Please recast the listing below as a numbered list, covering only the lines between the one holding "Question: For every instance of the rusty" and the one holding "173), (278, 236)]", inclusive, with blank lines dropped. Omit the pictures from your answer.

━━━━

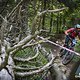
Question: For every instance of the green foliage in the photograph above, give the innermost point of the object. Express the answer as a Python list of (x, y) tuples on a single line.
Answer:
[(77, 49)]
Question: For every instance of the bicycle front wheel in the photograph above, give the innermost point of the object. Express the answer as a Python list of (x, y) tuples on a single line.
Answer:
[(67, 58)]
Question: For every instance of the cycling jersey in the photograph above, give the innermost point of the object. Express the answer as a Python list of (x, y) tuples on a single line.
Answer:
[(72, 32)]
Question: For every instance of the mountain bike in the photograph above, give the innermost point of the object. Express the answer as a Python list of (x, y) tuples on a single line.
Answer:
[(66, 55)]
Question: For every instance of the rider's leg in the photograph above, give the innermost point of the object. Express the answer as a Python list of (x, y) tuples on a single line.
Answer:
[(66, 41)]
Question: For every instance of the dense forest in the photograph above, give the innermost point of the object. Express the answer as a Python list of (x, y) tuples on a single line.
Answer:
[(31, 36)]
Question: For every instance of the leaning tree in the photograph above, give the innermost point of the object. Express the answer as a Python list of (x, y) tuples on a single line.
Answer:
[(15, 36)]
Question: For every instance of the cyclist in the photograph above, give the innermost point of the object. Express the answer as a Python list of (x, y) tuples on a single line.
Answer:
[(71, 34)]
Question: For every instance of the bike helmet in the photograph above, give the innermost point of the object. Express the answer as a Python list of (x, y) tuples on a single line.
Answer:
[(77, 26)]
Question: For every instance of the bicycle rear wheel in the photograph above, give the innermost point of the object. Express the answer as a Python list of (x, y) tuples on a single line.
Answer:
[(67, 58)]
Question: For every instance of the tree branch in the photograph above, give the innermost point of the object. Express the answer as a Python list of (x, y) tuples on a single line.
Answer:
[(36, 71)]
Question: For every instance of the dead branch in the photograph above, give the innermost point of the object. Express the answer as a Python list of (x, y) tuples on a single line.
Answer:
[(36, 19), (22, 74), (22, 42), (29, 58), (25, 69)]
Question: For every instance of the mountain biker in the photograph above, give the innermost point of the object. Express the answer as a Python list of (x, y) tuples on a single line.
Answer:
[(71, 34)]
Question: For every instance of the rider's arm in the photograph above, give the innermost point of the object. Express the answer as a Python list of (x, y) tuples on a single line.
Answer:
[(69, 30)]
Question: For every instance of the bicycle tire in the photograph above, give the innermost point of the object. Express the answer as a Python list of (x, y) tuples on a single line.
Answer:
[(67, 58), (62, 52)]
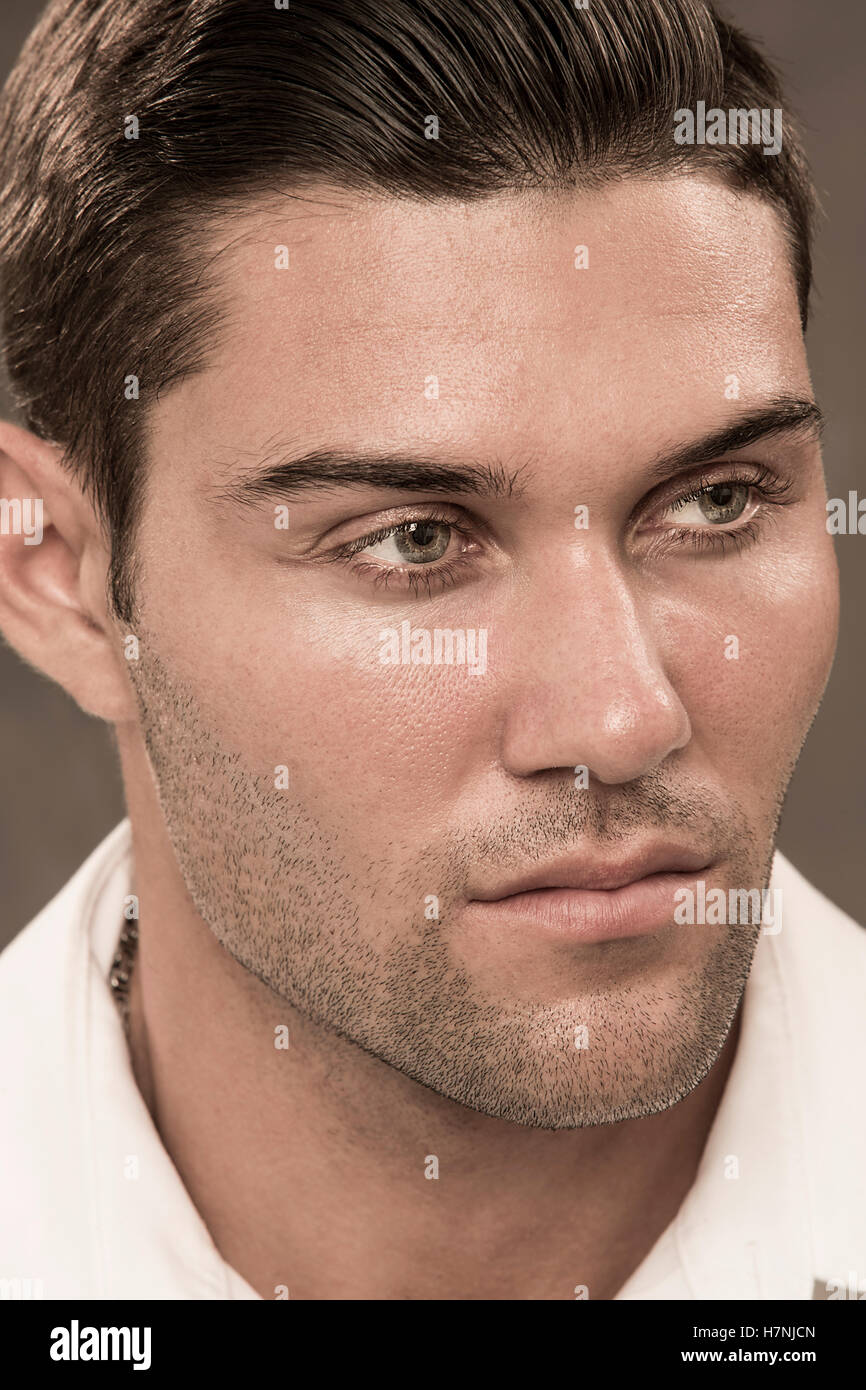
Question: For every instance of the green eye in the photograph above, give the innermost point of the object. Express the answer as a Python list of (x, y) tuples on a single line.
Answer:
[(724, 502)]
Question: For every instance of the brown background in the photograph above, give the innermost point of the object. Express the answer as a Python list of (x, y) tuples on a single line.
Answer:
[(61, 790)]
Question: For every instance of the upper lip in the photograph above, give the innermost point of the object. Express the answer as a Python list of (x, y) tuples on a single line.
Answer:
[(597, 873)]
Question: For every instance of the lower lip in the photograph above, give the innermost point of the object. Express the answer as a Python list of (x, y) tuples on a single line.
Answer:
[(585, 915)]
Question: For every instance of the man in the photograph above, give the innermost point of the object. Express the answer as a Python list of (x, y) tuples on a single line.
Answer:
[(433, 505)]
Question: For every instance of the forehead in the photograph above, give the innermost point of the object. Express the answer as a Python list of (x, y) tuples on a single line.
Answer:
[(491, 324)]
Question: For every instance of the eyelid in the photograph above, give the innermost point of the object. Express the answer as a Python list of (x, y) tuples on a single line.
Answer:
[(412, 512)]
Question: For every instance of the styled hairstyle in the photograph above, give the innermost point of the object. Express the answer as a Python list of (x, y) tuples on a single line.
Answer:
[(103, 220)]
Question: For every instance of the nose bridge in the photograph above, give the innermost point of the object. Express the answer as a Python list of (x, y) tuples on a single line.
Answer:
[(590, 685)]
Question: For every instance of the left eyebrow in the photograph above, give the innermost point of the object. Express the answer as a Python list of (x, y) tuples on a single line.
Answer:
[(784, 414), (328, 469)]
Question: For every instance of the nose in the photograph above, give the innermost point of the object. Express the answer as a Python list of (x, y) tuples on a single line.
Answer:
[(588, 687)]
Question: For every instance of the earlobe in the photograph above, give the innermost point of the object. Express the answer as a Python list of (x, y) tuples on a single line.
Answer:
[(53, 565)]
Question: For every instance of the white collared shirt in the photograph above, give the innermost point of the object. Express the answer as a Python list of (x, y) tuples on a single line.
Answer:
[(92, 1207)]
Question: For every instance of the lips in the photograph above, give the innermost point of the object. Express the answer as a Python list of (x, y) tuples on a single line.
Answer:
[(583, 872)]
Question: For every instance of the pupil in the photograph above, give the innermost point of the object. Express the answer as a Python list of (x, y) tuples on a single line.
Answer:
[(423, 533)]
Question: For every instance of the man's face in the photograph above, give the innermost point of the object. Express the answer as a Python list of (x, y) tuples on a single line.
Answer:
[(345, 809)]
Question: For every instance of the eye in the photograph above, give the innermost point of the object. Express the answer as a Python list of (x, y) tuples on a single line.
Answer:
[(412, 542), (715, 505)]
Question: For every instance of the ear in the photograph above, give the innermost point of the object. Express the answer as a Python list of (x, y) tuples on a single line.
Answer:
[(53, 571)]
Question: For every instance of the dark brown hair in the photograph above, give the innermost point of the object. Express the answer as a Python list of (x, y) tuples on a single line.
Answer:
[(102, 267)]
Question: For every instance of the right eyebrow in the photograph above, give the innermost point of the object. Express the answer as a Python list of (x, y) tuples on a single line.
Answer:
[(402, 470)]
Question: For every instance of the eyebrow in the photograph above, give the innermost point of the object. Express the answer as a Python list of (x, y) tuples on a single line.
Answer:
[(281, 476)]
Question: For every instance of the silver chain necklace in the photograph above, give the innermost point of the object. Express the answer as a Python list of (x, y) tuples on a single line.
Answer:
[(120, 975)]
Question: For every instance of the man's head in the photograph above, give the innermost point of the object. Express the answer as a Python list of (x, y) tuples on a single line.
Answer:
[(401, 335)]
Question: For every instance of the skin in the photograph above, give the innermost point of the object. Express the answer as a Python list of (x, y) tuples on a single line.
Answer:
[(305, 904)]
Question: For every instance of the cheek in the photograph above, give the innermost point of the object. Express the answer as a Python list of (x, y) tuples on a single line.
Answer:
[(751, 660)]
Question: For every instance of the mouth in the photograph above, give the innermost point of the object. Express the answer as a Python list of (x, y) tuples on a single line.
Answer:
[(590, 901)]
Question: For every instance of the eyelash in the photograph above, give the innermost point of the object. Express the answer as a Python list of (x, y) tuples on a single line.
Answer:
[(773, 491)]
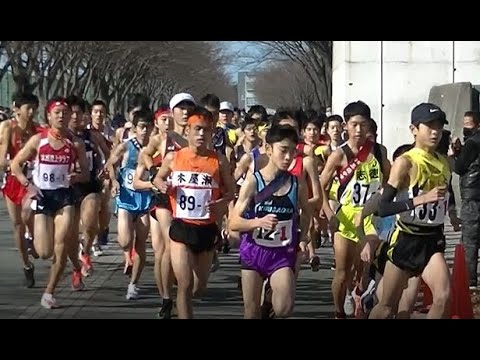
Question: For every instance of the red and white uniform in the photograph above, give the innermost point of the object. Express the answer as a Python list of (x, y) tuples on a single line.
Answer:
[(12, 189), (52, 167)]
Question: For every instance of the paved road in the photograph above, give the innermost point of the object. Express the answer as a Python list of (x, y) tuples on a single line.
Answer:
[(106, 289)]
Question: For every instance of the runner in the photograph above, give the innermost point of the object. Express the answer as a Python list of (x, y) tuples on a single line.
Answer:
[(202, 186), (14, 134), (162, 120), (133, 206), (99, 113), (181, 106), (87, 195), (52, 177), (418, 184), (359, 166), (266, 213)]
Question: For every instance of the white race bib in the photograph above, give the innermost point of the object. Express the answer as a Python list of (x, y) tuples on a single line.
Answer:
[(431, 214), (191, 203), (280, 237), (361, 193), (128, 179), (52, 177), (90, 160)]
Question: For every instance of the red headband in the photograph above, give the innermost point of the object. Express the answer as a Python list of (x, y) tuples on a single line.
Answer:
[(52, 104), (194, 118), (161, 112)]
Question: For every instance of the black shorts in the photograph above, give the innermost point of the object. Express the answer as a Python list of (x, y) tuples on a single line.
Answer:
[(380, 259), (198, 238), (412, 252), (160, 201), (53, 201), (82, 190)]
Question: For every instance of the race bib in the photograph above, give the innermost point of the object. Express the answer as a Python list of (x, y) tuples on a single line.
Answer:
[(90, 160), (361, 193), (431, 214), (280, 237), (52, 177), (128, 179), (191, 203)]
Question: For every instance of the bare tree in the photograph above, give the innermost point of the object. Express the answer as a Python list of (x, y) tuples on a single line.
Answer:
[(285, 84)]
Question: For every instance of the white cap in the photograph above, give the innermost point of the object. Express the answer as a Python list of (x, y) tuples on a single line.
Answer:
[(178, 98), (225, 105)]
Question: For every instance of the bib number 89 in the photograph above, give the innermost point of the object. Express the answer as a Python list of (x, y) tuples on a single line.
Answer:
[(186, 202), (51, 177)]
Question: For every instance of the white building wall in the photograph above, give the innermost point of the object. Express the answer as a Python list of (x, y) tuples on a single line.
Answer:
[(399, 75)]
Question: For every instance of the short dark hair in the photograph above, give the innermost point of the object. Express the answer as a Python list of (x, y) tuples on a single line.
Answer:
[(356, 108), (279, 133)]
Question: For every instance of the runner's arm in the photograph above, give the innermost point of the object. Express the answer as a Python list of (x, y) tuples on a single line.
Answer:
[(101, 143), (397, 181), (82, 175), (242, 166), (386, 165), (115, 157), (5, 133), (26, 153), (138, 183), (311, 169), (305, 205), (164, 171), (236, 221), (334, 162), (226, 180), (371, 207), (153, 146)]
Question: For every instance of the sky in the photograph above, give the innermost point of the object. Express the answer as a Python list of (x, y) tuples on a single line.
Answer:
[(240, 54)]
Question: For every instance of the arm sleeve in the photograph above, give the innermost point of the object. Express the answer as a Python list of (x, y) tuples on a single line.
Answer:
[(468, 154), (388, 207)]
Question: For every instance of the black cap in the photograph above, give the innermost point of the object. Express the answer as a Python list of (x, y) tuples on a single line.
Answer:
[(426, 112)]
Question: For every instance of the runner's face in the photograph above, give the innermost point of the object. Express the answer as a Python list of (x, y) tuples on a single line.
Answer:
[(357, 127), (58, 117), (226, 116), (334, 130), (428, 134), (181, 112), (27, 112), (282, 153), (290, 122), (143, 131), (162, 122), (311, 134), (76, 118), (215, 113), (250, 132), (199, 133), (98, 115)]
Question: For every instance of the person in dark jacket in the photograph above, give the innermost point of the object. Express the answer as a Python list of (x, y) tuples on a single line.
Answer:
[(467, 166)]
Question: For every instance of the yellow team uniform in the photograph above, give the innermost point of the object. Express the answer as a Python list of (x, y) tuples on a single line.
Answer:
[(418, 234)]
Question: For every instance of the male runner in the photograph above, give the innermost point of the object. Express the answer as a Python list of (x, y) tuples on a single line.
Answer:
[(88, 195), (53, 174), (416, 190), (133, 206), (181, 105), (266, 212), (201, 187), (14, 134), (359, 166)]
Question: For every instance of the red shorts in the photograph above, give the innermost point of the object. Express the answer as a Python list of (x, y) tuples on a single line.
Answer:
[(13, 190)]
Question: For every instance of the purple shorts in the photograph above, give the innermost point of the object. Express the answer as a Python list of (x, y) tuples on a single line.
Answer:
[(266, 261)]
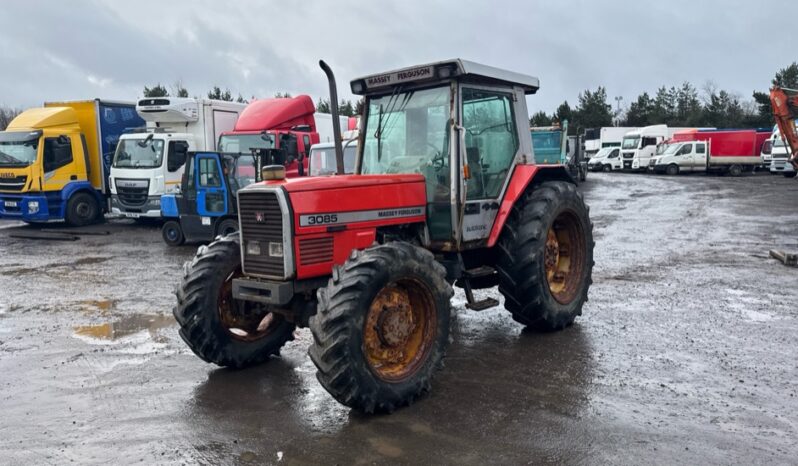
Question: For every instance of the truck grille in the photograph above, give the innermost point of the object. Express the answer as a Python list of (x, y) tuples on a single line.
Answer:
[(315, 250), (133, 195), (16, 183), (261, 223)]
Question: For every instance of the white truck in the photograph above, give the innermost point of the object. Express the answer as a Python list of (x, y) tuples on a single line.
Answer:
[(149, 162), (779, 154), (640, 145)]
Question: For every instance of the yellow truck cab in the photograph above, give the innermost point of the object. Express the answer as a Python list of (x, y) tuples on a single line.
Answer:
[(54, 161)]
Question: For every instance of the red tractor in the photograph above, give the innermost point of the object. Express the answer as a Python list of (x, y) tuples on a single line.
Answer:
[(445, 193)]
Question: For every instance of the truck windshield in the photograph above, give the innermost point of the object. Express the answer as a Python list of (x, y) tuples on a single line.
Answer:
[(322, 160), (630, 142), (139, 153), (407, 132), (244, 143), (18, 149)]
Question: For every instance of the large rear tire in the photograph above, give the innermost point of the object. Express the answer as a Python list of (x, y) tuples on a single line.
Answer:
[(81, 210), (382, 327), (545, 259), (216, 327)]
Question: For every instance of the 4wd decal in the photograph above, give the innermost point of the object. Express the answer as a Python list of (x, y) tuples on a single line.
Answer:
[(336, 218)]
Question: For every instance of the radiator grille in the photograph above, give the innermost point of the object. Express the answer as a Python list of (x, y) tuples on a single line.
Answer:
[(315, 250), (262, 222)]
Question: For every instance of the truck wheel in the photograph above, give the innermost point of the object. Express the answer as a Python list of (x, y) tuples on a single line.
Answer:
[(82, 209), (216, 327), (382, 327), (227, 227), (172, 233), (545, 257)]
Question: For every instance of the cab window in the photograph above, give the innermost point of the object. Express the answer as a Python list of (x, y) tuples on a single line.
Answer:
[(57, 153), (491, 140)]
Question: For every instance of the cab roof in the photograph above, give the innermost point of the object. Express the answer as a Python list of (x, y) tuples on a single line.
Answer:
[(441, 71)]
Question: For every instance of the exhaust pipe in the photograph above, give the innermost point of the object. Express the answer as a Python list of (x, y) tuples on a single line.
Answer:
[(339, 150)]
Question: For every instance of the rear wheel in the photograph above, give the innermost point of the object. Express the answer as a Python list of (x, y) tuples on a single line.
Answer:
[(172, 233), (545, 258), (81, 210), (218, 328), (382, 327)]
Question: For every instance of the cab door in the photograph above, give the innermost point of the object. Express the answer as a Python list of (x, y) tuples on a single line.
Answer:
[(491, 121), (211, 186)]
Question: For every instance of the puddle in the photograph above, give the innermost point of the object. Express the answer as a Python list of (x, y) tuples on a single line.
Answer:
[(130, 325)]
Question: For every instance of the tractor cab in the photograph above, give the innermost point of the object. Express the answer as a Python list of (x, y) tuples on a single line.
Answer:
[(206, 204), (462, 125)]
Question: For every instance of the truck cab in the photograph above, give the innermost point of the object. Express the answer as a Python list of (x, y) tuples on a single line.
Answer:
[(149, 161), (54, 160)]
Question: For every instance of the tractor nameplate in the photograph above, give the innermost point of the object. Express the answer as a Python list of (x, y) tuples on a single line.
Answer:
[(336, 218)]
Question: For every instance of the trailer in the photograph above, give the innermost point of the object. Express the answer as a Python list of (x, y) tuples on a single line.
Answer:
[(149, 162), (720, 151), (55, 160)]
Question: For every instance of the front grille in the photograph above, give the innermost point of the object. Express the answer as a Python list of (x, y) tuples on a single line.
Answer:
[(262, 222), (16, 183), (315, 250)]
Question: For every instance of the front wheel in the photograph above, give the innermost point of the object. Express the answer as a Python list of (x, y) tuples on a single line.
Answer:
[(545, 257), (382, 327), (218, 328)]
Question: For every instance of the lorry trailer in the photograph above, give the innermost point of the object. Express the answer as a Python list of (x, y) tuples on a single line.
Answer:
[(290, 125), (720, 151), (55, 160), (149, 162)]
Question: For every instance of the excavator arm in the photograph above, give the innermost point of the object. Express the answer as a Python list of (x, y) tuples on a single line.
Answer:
[(785, 110)]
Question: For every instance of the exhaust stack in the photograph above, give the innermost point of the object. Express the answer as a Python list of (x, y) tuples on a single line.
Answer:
[(339, 150)]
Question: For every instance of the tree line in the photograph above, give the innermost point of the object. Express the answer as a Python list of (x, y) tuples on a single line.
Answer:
[(682, 106)]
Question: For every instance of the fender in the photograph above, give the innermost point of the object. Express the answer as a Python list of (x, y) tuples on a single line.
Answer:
[(524, 176)]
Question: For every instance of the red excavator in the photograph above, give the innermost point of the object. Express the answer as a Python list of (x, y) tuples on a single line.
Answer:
[(785, 110)]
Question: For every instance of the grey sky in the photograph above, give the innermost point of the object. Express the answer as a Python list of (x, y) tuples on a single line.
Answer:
[(58, 50)]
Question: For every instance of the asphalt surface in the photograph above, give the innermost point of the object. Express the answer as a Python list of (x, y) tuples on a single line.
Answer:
[(687, 353)]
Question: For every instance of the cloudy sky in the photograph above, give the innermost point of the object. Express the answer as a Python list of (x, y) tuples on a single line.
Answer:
[(58, 50)]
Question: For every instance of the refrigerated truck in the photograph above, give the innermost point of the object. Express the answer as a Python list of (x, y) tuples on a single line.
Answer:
[(55, 160), (719, 151), (149, 162), (290, 125), (640, 145)]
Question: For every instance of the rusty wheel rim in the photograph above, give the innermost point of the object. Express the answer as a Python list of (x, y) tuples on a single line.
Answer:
[(564, 257), (243, 320), (400, 329)]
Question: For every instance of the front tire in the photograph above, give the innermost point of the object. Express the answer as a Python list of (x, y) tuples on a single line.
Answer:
[(545, 257), (216, 327), (82, 210), (382, 327)]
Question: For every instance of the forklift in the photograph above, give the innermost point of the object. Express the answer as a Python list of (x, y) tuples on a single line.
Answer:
[(205, 205)]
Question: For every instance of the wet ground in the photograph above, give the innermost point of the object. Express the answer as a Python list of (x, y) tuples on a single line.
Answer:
[(687, 353)]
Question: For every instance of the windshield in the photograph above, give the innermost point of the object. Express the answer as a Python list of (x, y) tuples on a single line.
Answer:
[(322, 160), (407, 132), (244, 143), (630, 142), (18, 149), (139, 153)]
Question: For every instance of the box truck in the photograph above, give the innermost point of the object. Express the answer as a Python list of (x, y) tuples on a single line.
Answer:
[(54, 161), (149, 161), (721, 151), (290, 125)]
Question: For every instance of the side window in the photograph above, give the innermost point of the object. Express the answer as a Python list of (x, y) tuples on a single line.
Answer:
[(209, 176), (57, 153), (491, 140)]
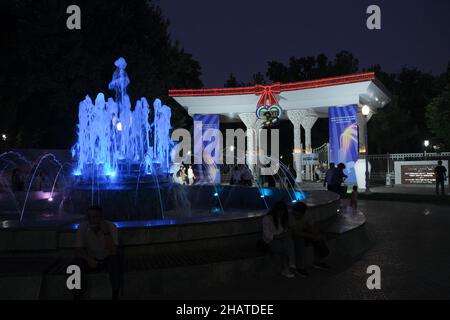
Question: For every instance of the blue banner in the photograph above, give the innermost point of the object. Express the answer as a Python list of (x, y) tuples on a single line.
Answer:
[(343, 124), (208, 171)]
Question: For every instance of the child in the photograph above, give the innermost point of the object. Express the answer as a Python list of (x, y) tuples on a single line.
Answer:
[(354, 198)]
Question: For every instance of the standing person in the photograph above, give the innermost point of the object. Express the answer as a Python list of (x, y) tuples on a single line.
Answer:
[(247, 177), (317, 173), (191, 175), (307, 234), (338, 179), (354, 198), (329, 176), (96, 249), (440, 173), (278, 236)]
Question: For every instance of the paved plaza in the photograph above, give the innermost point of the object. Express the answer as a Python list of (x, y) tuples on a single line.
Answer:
[(411, 246)]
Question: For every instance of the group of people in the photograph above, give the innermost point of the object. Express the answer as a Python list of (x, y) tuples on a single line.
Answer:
[(185, 175), (286, 232), (334, 178), (18, 180), (241, 175)]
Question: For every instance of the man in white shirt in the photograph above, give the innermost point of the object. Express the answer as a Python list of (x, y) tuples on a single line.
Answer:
[(191, 175), (96, 248)]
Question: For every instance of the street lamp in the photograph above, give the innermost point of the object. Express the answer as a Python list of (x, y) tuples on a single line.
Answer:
[(426, 143), (365, 110)]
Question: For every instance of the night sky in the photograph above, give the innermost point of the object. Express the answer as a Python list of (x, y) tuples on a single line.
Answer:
[(241, 36)]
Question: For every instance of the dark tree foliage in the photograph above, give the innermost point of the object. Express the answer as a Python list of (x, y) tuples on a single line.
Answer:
[(47, 69), (400, 126), (438, 118)]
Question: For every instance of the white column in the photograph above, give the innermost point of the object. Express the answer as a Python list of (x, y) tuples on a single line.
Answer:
[(308, 121), (251, 122), (362, 129), (296, 117)]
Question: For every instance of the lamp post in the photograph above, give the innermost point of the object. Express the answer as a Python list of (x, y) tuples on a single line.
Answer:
[(365, 112), (426, 143)]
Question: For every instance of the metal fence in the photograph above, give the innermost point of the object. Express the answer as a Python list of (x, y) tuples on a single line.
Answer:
[(382, 165)]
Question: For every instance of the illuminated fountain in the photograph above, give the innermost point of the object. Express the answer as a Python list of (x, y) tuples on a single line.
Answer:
[(114, 140), (121, 161)]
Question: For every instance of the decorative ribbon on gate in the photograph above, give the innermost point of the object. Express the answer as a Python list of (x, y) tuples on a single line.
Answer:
[(268, 108)]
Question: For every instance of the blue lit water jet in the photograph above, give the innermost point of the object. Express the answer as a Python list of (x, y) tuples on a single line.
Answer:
[(113, 138)]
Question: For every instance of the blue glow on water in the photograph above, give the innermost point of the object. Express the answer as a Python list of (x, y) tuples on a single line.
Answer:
[(135, 224), (300, 195), (266, 192), (111, 132)]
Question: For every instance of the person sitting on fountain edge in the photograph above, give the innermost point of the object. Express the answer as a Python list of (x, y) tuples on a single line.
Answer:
[(277, 236), (96, 249), (306, 234)]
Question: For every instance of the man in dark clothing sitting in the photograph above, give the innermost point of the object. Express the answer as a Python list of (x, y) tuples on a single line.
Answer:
[(96, 249), (440, 173)]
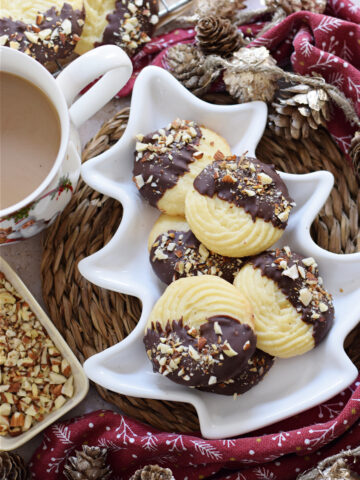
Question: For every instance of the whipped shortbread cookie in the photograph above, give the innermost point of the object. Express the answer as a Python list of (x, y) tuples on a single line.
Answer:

━━━━

- _Exercise response_:
1. Question: For every instance of the rusty wheel rim in the photograph above, give the innermost point of the object. Express the answer as a Python list of (x, y) tuples on a single line.
2. Answer:
3. [(564, 257), (243, 320), (400, 329)]
4. Question: For every instance of the front tire in the photograph above, give the innermost point of the object. Express the answer as a Python list of (x, y) tuples on a single line.
5. Answer:
6. [(545, 257), (216, 327), (82, 210), (382, 327)]
7. Question: For every instance of the forklift in the photograph above, give the innermost point of the object. Express the answer as a Python list of (x, y) tuples on a single line.
8. Answer:
9. [(205, 205)]
10. Question: For every instance of the wet ground in the photograph above, give the innermost point of the object. Express the answer as a Python list of (x, y) tuples on a single line.
11. Answer:
12. [(687, 353)]
13. Question: For every instance of the windshield in the photograph above, give the innermost point of the object. Express the answer as a Python list of (x, y) tuples on a single line.
14. Answer:
15. [(322, 160), (407, 132), (244, 143), (630, 142), (18, 149), (139, 153)]
16. Question: For every instance of the box truck in the photograph above, give the innermost point of the object. Express the answer as a Python list of (x, y) tuples on a single line.
17. Answer:
18. [(54, 161), (149, 161), (721, 151), (290, 125)]
19. Question: For every instance of the side window in the photograph above, give the innermost point of the object. Express the answer as a Python list of (x, y) tuples on a single line.
20. Answer:
21. [(209, 176), (57, 153), (491, 140)]
22. Question: For every instance of the blue banner in the photograph above, give the innermost point of the object. Express the answer as a Python list of (x, y) tuples on a single line.
23. Answer:
24. [(343, 124), (208, 171)]
25. Question: For every instance of the child in the photograph above, give the innermost point of the object. Express the answer as a Python list of (x, y) tuples on a single line.
26. Answer:
27. [(354, 198)]
28. Question: For every instance of the standing person in the photograph above, give the innermost point of the object. Express the answer as a Python list of (x, y) tuples on a single line.
29. Answer:
30. [(247, 177), (317, 173), (191, 175), (307, 234), (338, 179), (354, 198), (329, 176), (96, 249), (440, 173), (278, 236)]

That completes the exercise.